Gezeigter Textauszug:
+++++
Gut, mittlerweile gibt es Ikea, so dass sich auch die prekärste Schwabinger Studenten-WG mit dem Trinkglas Ivrig - vier Stück für 9,99 Euro - eindecken kann. Das reicht aber nie im Leben heran an die Befriedigung, sich sein eigenes Geschirr sozusagen eressen zu haben. Wie oft musste es wohl im Durchschnitt Wiener mit Senf geben, bis wieder mal ein Glas leer war und zu den anderen in den Hängeschrank wandern konnte? Das war ein stolzer Vorgang, denn da entstand eine Ausstattung, die nicht einfach, Kommerz, Kommerz, zusammengekauft, sondern die tatsächlich vom Mund abgespart war.

Der Hersteller begründet seinen Schritt damit, dass es vielen Kunden zu kompliziert war, den bisherigen Blechdeckel jedes Mal vom Glas zu fieseln. Das klingt nicht sehr glaubwürdig - viel komplizierter wird es nun, das leere Senfglas eben nicht mehr nachhaltig weiternutzen zu können, sondern es samt seinem vermaledeiten Schraubgewinde dem Recyclingprozess zuzuführen.

Wenn Thomy nur ein bisschen Ehre und Traditionsbewusstsein im Leib hätte, würde es den Schritt rückgängig machen und das Glas mit dem Schnappdeckel wieder einführen. Denn nicht immer führen Neuerungen zu Verbesserungen, und wenn man schon zu etwas seinen Senf dazugeben will, dann doch aus einem Glas, das auch nach der Leerung noch einen Wert hat.
+++++
Erfasste Angaben:
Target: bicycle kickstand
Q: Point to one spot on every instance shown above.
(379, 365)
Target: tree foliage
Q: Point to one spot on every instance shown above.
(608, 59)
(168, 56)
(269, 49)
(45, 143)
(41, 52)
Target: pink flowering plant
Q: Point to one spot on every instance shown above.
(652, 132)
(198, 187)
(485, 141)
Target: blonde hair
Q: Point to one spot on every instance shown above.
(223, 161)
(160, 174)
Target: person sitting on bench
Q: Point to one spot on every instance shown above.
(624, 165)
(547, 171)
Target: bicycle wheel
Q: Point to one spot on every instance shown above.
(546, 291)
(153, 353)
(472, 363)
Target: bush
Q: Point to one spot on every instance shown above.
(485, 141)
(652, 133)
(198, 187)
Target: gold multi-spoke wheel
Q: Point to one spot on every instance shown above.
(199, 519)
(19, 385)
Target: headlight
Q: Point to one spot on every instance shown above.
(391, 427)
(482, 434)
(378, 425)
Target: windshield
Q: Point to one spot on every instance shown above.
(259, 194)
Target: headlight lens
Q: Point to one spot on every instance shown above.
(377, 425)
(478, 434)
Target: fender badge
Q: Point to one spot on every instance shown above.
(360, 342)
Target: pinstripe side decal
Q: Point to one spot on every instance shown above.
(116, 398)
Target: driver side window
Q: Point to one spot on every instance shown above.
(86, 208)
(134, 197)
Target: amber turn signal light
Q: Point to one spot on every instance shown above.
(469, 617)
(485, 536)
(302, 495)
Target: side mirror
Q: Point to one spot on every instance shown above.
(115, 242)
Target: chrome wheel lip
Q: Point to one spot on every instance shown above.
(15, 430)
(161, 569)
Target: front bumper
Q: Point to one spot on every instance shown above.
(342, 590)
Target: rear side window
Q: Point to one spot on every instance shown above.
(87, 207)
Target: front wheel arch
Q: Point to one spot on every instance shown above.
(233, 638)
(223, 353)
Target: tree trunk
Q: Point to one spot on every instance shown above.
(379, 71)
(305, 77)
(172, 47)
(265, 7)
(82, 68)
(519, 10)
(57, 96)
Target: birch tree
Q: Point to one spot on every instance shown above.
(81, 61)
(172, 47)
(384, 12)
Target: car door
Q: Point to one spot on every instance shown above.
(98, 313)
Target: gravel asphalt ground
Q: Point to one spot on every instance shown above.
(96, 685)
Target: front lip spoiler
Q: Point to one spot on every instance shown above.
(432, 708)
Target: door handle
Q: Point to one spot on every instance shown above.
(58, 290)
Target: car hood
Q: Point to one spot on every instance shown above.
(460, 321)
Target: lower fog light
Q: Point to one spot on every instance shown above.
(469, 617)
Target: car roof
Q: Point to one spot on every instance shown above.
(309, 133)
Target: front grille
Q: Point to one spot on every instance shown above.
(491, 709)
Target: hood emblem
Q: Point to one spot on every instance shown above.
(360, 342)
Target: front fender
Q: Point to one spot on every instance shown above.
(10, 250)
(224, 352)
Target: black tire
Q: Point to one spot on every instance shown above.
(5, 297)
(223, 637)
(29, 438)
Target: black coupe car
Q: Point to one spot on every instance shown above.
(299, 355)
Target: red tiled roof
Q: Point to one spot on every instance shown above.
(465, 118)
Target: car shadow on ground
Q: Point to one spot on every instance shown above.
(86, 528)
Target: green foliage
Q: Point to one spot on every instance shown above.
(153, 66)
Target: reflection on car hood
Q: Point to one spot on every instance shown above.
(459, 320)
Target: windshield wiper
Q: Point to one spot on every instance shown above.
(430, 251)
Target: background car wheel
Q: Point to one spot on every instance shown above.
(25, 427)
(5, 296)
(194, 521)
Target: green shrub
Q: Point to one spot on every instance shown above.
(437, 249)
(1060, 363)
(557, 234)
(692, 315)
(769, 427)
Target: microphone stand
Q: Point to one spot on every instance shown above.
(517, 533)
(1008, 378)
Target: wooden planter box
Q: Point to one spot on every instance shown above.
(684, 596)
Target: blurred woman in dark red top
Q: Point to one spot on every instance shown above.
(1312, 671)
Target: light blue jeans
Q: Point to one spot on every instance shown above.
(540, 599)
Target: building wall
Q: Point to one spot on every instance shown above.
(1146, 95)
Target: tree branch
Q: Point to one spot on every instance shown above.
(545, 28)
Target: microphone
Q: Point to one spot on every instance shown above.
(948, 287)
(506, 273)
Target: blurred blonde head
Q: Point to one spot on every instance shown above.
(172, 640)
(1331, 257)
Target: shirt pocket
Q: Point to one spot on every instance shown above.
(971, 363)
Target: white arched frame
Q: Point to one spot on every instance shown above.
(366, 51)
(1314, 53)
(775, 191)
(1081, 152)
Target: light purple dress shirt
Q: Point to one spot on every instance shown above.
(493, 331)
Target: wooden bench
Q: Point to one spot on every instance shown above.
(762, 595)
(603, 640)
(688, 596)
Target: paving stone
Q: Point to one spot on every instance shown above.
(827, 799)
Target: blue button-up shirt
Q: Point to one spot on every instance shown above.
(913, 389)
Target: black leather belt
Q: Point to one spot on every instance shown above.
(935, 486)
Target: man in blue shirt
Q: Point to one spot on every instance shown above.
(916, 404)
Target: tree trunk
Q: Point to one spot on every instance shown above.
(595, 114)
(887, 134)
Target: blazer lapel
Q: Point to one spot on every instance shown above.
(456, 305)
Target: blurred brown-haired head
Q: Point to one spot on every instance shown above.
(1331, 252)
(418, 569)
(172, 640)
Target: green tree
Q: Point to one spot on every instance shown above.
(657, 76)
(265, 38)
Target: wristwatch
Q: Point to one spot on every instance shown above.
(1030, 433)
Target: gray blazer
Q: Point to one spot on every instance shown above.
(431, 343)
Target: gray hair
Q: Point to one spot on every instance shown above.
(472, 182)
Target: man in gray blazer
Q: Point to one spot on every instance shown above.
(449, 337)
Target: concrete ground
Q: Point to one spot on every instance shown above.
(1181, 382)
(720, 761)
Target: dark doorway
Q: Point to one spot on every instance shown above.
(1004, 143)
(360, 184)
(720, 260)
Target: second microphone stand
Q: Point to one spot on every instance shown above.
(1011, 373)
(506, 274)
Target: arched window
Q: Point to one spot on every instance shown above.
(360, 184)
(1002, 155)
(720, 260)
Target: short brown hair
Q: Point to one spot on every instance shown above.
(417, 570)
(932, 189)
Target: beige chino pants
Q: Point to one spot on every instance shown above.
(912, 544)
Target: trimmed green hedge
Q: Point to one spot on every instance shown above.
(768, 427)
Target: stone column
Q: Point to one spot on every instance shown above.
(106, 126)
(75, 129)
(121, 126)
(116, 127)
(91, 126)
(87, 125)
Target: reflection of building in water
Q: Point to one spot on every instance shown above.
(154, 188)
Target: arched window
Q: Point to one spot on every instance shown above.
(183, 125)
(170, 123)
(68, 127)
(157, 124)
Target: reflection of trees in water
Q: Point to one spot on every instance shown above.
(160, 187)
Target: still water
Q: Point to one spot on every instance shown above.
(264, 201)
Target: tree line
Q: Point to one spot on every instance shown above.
+++++
Aufgaben:
a) Nennen Sie alle Firmen-, Marken- und Produktnamen, die im Text über das Senfglas vorkommen.
b) Schreiben Sie aus dem Text über das Senfglas den Abschnitt ab, der mit „Der Hersteller begründet“ beginnt und mit „Schraubgewinde dem Recyclingprozess zuzuführen.“ endet.

Lösungen zur Übung:
a) Ikea, Ivrig, Thomy

b)
Der Hersteller begründet seinen Schritt damit, dass es vielen Kunden zu kompliziert war, den bisherigen Blechdeckel jedes Mal vom Glas zu fieseln. Das klingt nicht sehr glaubwürdig - viel komplizierter wird es nun, das leere Senfglas eben nicht mehr nachhaltig weiternutzen zu können, sondern es samt seinem vermaledeiten Schraubgewinde dem Recyclingprozess zuzuführen.